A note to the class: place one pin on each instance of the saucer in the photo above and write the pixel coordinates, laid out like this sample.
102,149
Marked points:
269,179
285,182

==========

Please rewrite every row above in full, requests included, multiplying each coordinate in the answers by 0.75 and rounding to whole numbers, with halves rounded up. Leave every number in the requests, including the format samples, unchanged.

FULL OUTPUT:
A note to the class: place one pin on each instance of the saucer in the photo above and write the pixel coordinates, laid out like this sample.
102,149
Marked points:
202,134
214,137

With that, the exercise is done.